### WHAT YOU ARE ASKED TO DO
Please return every line in the entries below that contains the word "tree", treating uppercase and lowercase as different.

### EXCERPTED DATA
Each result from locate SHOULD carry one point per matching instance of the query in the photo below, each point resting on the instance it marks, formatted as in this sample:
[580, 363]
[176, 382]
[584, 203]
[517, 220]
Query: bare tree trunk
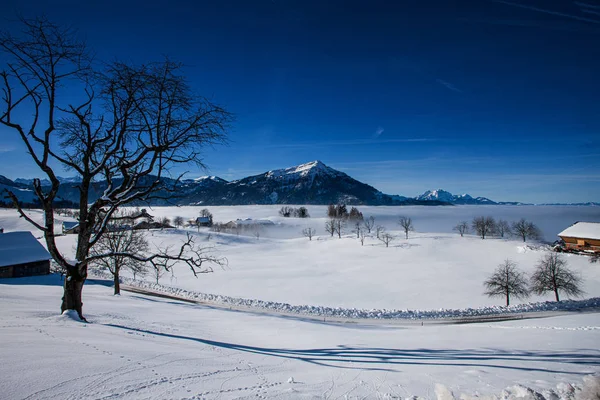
[71, 300]
[116, 281]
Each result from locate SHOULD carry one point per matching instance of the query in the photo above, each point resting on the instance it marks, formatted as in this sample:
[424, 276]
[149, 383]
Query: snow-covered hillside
[139, 347]
[147, 347]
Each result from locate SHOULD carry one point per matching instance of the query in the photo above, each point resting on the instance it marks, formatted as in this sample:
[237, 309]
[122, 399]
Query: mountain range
[310, 183]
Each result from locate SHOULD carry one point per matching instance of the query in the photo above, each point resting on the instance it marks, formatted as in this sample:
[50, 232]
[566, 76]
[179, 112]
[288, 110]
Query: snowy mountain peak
[437, 194]
[208, 178]
[308, 169]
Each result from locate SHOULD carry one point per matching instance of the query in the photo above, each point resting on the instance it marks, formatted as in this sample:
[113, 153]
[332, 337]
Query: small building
[22, 255]
[70, 227]
[203, 221]
[582, 236]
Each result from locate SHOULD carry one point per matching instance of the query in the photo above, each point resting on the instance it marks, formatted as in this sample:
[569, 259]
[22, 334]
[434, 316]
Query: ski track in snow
[592, 304]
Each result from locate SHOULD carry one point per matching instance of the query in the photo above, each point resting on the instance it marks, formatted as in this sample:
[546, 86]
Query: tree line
[550, 275]
[488, 226]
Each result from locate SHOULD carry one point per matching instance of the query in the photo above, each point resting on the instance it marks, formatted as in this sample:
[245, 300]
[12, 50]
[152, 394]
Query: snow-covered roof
[20, 248]
[584, 230]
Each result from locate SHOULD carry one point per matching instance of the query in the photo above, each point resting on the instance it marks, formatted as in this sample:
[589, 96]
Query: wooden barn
[22, 255]
[582, 236]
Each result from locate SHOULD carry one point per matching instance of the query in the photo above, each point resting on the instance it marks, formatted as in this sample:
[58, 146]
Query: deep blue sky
[494, 98]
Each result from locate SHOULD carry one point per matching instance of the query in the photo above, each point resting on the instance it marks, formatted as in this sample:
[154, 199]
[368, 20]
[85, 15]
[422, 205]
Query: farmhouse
[582, 236]
[203, 221]
[70, 227]
[22, 255]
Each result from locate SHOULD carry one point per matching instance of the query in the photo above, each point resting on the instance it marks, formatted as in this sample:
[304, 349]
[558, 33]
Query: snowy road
[141, 347]
[514, 316]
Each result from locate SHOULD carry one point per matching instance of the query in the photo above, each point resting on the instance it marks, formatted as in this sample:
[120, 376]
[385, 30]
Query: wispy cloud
[587, 5]
[357, 142]
[546, 11]
[378, 132]
[595, 12]
[448, 85]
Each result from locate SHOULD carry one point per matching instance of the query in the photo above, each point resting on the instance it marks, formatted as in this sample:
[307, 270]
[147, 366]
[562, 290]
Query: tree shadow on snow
[52, 279]
[383, 359]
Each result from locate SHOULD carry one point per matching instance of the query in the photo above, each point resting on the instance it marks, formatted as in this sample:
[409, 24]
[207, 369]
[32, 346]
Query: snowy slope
[138, 347]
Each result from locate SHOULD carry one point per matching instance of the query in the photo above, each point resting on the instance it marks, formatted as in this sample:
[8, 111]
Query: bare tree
[340, 225]
[115, 242]
[138, 269]
[357, 230]
[355, 214]
[178, 221]
[330, 226]
[369, 223]
[379, 230]
[386, 238]
[406, 224]
[553, 275]
[363, 236]
[207, 214]
[462, 228]
[525, 229]
[158, 272]
[507, 281]
[502, 228]
[301, 212]
[286, 211]
[309, 232]
[165, 222]
[484, 226]
[133, 123]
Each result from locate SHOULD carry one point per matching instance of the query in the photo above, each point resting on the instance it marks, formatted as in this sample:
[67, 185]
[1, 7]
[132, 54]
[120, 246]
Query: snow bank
[354, 313]
[589, 390]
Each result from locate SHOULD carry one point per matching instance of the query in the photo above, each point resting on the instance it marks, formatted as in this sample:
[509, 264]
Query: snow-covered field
[142, 347]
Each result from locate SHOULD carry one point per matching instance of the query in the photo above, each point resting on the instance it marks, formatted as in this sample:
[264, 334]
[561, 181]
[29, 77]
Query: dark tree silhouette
[462, 228]
[406, 224]
[503, 228]
[525, 229]
[118, 241]
[133, 124]
[379, 230]
[309, 232]
[330, 226]
[386, 238]
[484, 226]
[507, 281]
[553, 275]
[178, 221]
[369, 223]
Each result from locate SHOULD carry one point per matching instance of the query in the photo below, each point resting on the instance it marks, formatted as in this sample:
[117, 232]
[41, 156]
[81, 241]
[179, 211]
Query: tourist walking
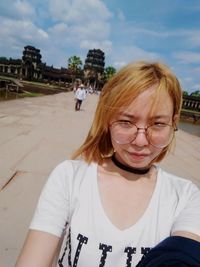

### ANSWER TO THIS TASK
Query: bare tree trunk
Query: tree line
Query: tree shadow on snow
Query: bare tree
Query: dark tree silhouette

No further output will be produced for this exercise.